What you will do:
Every entry below is to be copied exactly, apart from any picture it holds.

Task inputs:
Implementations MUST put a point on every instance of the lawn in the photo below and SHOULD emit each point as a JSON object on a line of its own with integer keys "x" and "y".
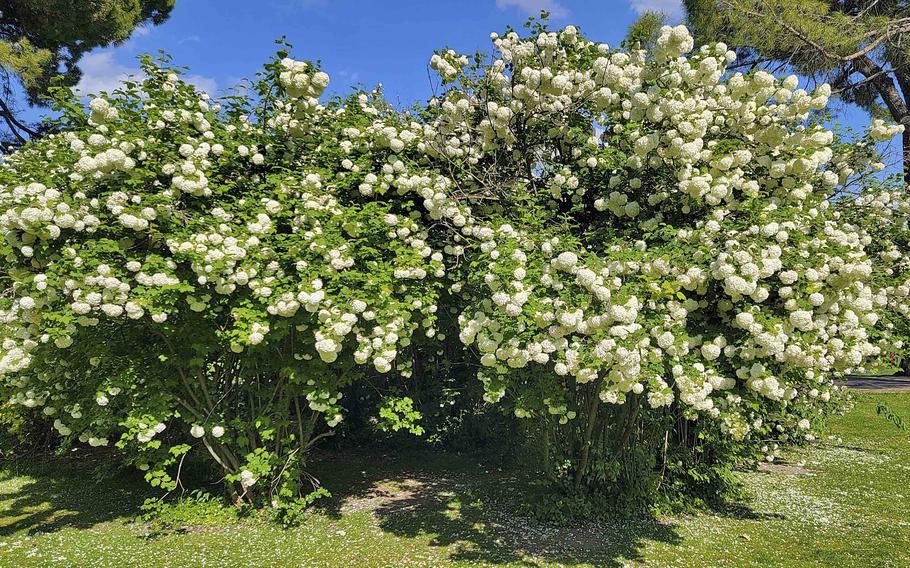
{"x": 842, "y": 502}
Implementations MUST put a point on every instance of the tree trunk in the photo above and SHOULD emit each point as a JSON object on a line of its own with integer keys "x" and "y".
{"x": 589, "y": 431}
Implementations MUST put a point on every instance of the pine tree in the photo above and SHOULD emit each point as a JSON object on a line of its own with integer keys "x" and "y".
{"x": 860, "y": 47}
{"x": 41, "y": 42}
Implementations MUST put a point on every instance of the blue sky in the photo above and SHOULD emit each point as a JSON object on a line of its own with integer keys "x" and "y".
{"x": 358, "y": 41}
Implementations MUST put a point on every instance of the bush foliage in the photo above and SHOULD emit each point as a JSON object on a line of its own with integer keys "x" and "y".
{"x": 635, "y": 252}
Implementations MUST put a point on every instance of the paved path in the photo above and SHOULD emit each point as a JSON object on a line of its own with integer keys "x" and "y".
{"x": 879, "y": 384}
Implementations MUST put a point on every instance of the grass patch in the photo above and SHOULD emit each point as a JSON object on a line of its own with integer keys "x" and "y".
{"x": 842, "y": 502}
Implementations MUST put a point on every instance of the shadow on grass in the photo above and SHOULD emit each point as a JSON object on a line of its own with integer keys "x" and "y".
{"x": 54, "y": 493}
{"x": 474, "y": 512}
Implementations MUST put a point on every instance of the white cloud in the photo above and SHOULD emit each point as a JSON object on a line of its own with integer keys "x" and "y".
{"x": 672, "y": 8}
{"x": 533, "y": 7}
{"x": 100, "y": 72}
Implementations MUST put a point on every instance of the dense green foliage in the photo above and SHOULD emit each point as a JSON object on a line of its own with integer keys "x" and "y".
{"x": 635, "y": 252}
{"x": 858, "y": 46}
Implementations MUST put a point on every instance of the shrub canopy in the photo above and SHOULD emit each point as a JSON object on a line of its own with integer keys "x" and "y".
{"x": 623, "y": 236}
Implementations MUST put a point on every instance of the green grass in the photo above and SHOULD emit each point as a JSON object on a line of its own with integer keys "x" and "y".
{"x": 843, "y": 502}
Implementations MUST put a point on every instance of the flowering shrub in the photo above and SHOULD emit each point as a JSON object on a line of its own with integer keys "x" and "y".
{"x": 219, "y": 269}
{"x": 632, "y": 242}
{"x": 882, "y": 212}
{"x": 679, "y": 263}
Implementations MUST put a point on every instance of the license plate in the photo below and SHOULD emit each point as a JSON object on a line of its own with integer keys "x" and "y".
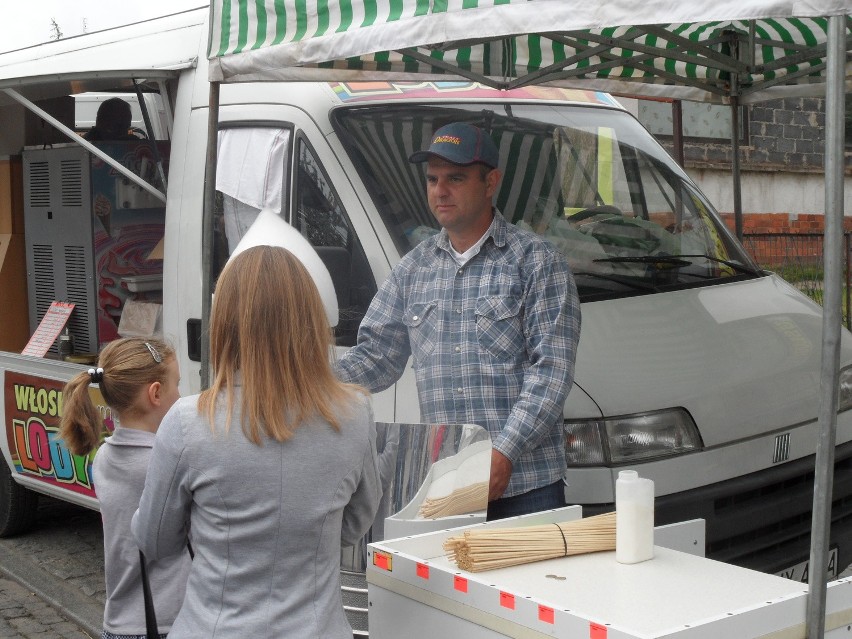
{"x": 799, "y": 571}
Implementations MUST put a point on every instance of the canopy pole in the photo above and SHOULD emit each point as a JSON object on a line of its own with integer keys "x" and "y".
{"x": 207, "y": 231}
{"x": 146, "y": 117}
{"x": 677, "y": 131}
{"x": 735, "y": 166}
{"x": 831, "y": 321}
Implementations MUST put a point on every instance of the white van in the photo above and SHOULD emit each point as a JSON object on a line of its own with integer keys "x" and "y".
{"x": 694, "y": 367}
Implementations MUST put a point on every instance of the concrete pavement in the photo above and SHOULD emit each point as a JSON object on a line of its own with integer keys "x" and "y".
{"x": 25, "y": 615}
{"x": 60, "y": 564}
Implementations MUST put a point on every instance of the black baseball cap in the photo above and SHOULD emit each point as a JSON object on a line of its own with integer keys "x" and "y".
{"x": 462, "y": 144}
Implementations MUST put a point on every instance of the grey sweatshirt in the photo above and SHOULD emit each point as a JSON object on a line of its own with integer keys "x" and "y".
{"x": 267, "y": 521}
{"x": 118, "y": 473}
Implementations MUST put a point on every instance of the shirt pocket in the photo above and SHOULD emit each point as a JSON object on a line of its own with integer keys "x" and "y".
{"x": 422, "y": 322}
{"x": 498, "y": 326}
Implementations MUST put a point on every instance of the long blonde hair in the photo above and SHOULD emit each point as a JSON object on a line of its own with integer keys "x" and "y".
{"x": 124, "y": 367}
{"x": 269, "y": 334}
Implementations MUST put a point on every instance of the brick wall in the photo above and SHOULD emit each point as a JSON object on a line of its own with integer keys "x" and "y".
{"x": 774, "y": 239}
{"x": 785, "y": 135}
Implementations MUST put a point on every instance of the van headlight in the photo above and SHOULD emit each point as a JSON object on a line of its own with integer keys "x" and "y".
{"x": 631, "y": 438}
{"x": 844, "y": 399}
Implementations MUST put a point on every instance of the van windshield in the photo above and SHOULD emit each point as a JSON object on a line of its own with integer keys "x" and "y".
{"x": 591, "y": 180}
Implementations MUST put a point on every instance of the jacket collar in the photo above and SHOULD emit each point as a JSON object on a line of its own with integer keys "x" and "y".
{"x": 130, "y": 437}
{"x": 497, "y": 232}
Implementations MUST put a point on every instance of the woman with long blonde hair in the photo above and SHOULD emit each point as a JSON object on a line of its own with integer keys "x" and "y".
{"x": 272, "y": 467}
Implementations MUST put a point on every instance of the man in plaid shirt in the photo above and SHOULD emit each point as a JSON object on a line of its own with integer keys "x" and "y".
{"x": 490, "y": 315}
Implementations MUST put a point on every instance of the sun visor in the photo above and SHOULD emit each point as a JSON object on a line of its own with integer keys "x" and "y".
{"x": 270, "y": 230}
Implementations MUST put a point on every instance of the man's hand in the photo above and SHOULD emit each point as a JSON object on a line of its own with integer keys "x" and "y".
{"x": 501, "y": 470}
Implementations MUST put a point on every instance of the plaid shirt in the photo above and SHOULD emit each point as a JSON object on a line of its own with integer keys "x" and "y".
{"x": 493, "y": 343}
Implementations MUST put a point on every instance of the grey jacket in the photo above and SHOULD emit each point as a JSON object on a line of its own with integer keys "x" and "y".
{"x": 267, "y": 521}
{"x": 118, "y": 473}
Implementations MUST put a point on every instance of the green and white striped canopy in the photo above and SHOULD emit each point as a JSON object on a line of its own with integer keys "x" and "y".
{"x": 756, "y": 49}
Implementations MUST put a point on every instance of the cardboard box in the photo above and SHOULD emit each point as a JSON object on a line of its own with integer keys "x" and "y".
{"x": 14, "y": 311}
{"x": 11, "y": 196}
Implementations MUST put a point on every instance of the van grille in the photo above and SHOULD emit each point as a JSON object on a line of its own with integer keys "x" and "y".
{"x": 762, "y": 520}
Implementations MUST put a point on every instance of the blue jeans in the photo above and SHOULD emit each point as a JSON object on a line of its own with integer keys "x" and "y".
{"x": 536, "y": 500}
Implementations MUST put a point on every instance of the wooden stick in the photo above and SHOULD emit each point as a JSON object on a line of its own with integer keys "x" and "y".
{"x": 485, "y": 549}
{"x": 469, "y": 499}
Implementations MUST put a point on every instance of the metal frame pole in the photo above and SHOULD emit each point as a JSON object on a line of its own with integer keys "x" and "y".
{"x": 207, "y": 231}
{"x": 830, "y": 373}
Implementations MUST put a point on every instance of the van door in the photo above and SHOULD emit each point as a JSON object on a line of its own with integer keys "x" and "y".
{"x": 284, "y": 163}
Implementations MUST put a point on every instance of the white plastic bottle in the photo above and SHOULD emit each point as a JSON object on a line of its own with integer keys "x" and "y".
{"x": 634, "y": 527}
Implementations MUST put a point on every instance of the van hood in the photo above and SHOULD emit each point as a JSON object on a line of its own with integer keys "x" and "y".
{"x": 743, "y": 357}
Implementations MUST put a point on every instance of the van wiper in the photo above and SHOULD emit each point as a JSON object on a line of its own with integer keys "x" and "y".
{"x": 742, "y": 268}
{"x": 629, "y": 283}
{"x": 677, "y": 261}
{"x": 670, "y": 260}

Problem solution:
Implementations MUST put a point on every instance of the lawn in the photo below and SHOULD emit each point as a JSON object on a line of its own with integer keys "x" and "y".
{"x": 842, "y": 502}
Implementations MUST put a point on every instance of the tree trunk in the photo above and SHOULD emit each point as a JSON object on a line of its own with integer keys "x" and "y".
{"x": 589, "y": 431}
Implementations MUST put a point on every instance of the pine tree in the photo above and SHOULD emit each point as a JSON object on a line of its own with integer keys "x" and "y".
{"x": 860, "y": 47}
{"x": 41, "y": 42}
Implementations MUST put a point on every instance of the blue sky in the photo above and SHOULD emit each point as a JSON object on a line of its own with integer keys "x" and "y".
{"x": 358, "y": 41}
Implementations MUST put a point on every instance of the bush foliage in the photo above and SHOULD emit each point as a JSON object on a line of its own with integer keys "x" and "y".
{"x": 635, "y": 252}
Implementations MUST put a point on every instance of the paved path in the photo above and SHOULD emit each point as a JSON object on a line of its own with integer keys "x" and "y".
{"x": 879, "y": 384}
Implementations MUST put a point on every instance of the grass patch in the photo above and SHOULD emit each point as a JSON object on a line of its own with integer keys "x" and "y".
{"x": 842, "y": 502}
Implementations MUST put a point on every instance of the shadow on grass in the photo above and SHOULD emit each point as a JSON object on a line of its own with integer keys "x" and "y".
{"x": 54, "y": 493}
{"x": 474, "y": 512}
Implementations MUST put a point on every instance of the white cloud in the photo above and SHOULD emit each point as a JSON object on a line of its own with integer keys "x" and "y".
{"x": 672, "y": 8}
{"x": 533, "y": 7}
{"x": 100, "y": 72}
Implementations MUST put a point on every instance of the dense green foliage in the photo above and SHOULD emit each point as a JSON object on a line of its own with integer keys "x" and "y".
{"x": 635, "y": 252}
{"x": 858, "y": 46}
Implementations MUST put a point on every instance of the shrub canopy in the photo above and SHOULD emit each point as a JSON object on a line of its own with integer keys "x" and "y".
{"x": 623, "y": 236}
Implementations MUST put a point on every instance of the green grass in the photo above and SHOULD emit each point as a JSON object on a line of its own with integer keys "x" and "y".
{"x": 843, "y": 502}
Implementations MUST put a point on every instance of the flowering shrub in the photo above and SHOULD emit each point as a JSON object on a line of its own with integer keys "x" and "y".
{"x": 219, "y": 269}
{"x": 632, "y": 242}
{"x": 882, "y": 212}
{"x": 679, "y": 263}
Implementations MUST put a point on every instance of the license plate in the photo below and SHOULD emit each point as a JSON object on a line of its own with integer keys "x" and "y".
{"x": 799, "y": 571}
Implementations MUST put a point on every instance of the canopy pole in the photo above and SHOULD emit each point as a JSON object on a line of its own with integer keys "x" and "y".
{"x": 207, "y": 231}
{"x": 146, "y": 117}
{"x": 677, "y": 131}
{"x": 735, "y": 166}
{"x": 831, "y": 321}
Implementations MUST put a point on every instance of the white van in the photo above and SHOULD emit each point as a JSON object on a line of its own with integer keys "x" and "y".
{"x": 694, "y": 367}
Implementations MUST put a point on every instance of the concrete pavement in the photo above and SHOULD emit each point as a JSON object on a line of its own with integer keys "x" and "y".
{"x": 25, "y": 615}
{"x": 60, "y": 564}
Implementations MUST put a point on every instance of the black baseball cap in the photo above and SHOULD emit each point as a JSON object on a line of its own with integer keys "x" and "y".
{"x": 462, "y": 144}
Implementations MUST put a point on every instance of the grey sweatshirt in the photo above and SHOULD emit each point as a JSON object on a line of its own with integer keys "x" and "y".
{"x": 267, "y": 521}
{"x": 118, "y": 473}
Implementations MUST put a point on every instance of the shirt pocket in the photo above and SHOULD emit each point as a JSON object on a line of its own with integer keys "x" and "y".
{"x": 422, "y": 322}
{"x": 498, "y": 326}
Implementations MUST put a point on every instance of the long blonde hair in the photo above and SHOULD emit each point as a JSON object on a line of its own with integer keys "x" and "y".
{"x": 124, "y": 367}
{"x": 269, "y": 334}
Implementations MUST put a point on every instance of the brick wall in the photo above and SHOULD emit each point as a JSON object on a line of its own with integer keys "x" and "y".
{"x": 774, "y": 239}
{"x": 785, "y": 135}
Implementations MUST put a point on every instance of the van headlight in the photo above and SHOULD emit each point as a JSON object on a line of its own with integer keys "x" and "y".
{"x": 631, "y": 438}
{"x": 844, "y": 399}
Implementations MUST put a point on every instance of the van windshield in the photo above and SHOULD emit each point as a JSON object on a line of its own with integer keys "x" and "y".
{"x": 591, "y": 180}
Implementations MUST put a point on every instance of the jacket collar in the photo above and SHOULD emit each point as a JSON object on a line of its own with integer keys "x" and "y".
{"x": 130, "y": 437}
{"x": 497, "y": 232}
Implementations MUST put a point on every instance of the woman with long blonde hair in the photo above and SHOULD emit each point as a JSON object on a line of its own with integer keys "x" and "y".
{"x": 272, "y": 467}
Implementations MUST put a point on every instance of the man in plaid shirt in the photo above and SHOULD emit each point as a JSON object on a line of its own with integer keys "x" and "y".
{"x": 490, "y": 315}
Implementations MUST put a point on every instance of the sun visor in the photo above and SHOULD emit each point as a JSON object on a line of its own with integer keys "x" and "y".
{"x": 270, "y": 230}
Implementations MUST put a point on every instance of the man's hand in the photo above and SHOULD emit each point as a JSON object on a line of its own with integer keys "x" and "y".
{"x": 501, "y": 470}
Implementations MUST put a point on every instance of the plaid shirt in the photo above and SHOULD emit each point as a JSON object on a line of its own with integer keys "x" and "y".
{"x": 493, "y": 343}
Implementations MUST put a point on every instance of the grey jacket in the photo above and SHOULD emit each point as a JSON object on a line of its own with integer keys "x" and "y".
{"x": 267, "y": 521}
{"x": 118, "y": 473}
Implementations MUST put a point on every instance of the green and white striped canopy in the photo above and SHOULD emit each point as a JSON object on a line of its own with integer keys "x" and "y".
{"x": 756, "y": 49}
Implementations MUST put a point on every instance of the cardboard box in the photo above and SHOULD emit each point as a JSON object on a line of its own with integer keys "x" and "y".
{"x": 14, "y": 311}
{"x": 11, "y": 196}
Implementations MUST put a point on every instance of the van grille in the photo above and SHOULD emit each point as a JSON object on a line of its own with integer keys "x" and "y".
{"x": 762, "y": 520}
Implementations MUST put a point on every instance of the blue jeans in the photo above and SHOULD emit each point as a JSON object on a line of its own with integer keys "x" and "y".
{"x": 536, "y": 500}
Implementations MUST put a point on every instance of the wooden stick in the photo above and SHOULD emit each point as a JSON object on a line of its own with integer keys "x" and "y".
{"x": 485, "y": 549}
{"x": 469, "y": 499}
Implementations MUST put a point on every instance of the metal frame pole in the photo above and SHOULD emit each point as a JSON object on a line of its own with integer keys "x" and "y".
{"x": 207, "y": 231}
{"x": 830, "y": 373}
Implementations MUST put a point on every instance of the van door in the photo above and SHOULD emit each point as a JSON object on a line of its own with integer keys "x" and "y".
{"x": 284, "y": 163}
Implementations MUST put a point on every instance of the white plastic bottle in the photo above and SHOULD emit each point as a JSON object on a line of its own with integer keys "x" and "y".
{"x": 634, "y": 527}
Implementations MUST put a point on every instance of the van hood in the photo above and SHOULD emit each point as a JSON object on a line of its own with integer keys "x" and "y".
{"x": 743, "y": 357}
Implementations MUST put a point on every instance of the van wiper in the photo above and SHOULD emit each point as a JSON object on a line of its own with integer keys "x" and "y".
{"x": 742, "y": 268}
{"x": 629, "y": 283}
{"x": 677, "y": 261}
{"x": 670, "y": 260}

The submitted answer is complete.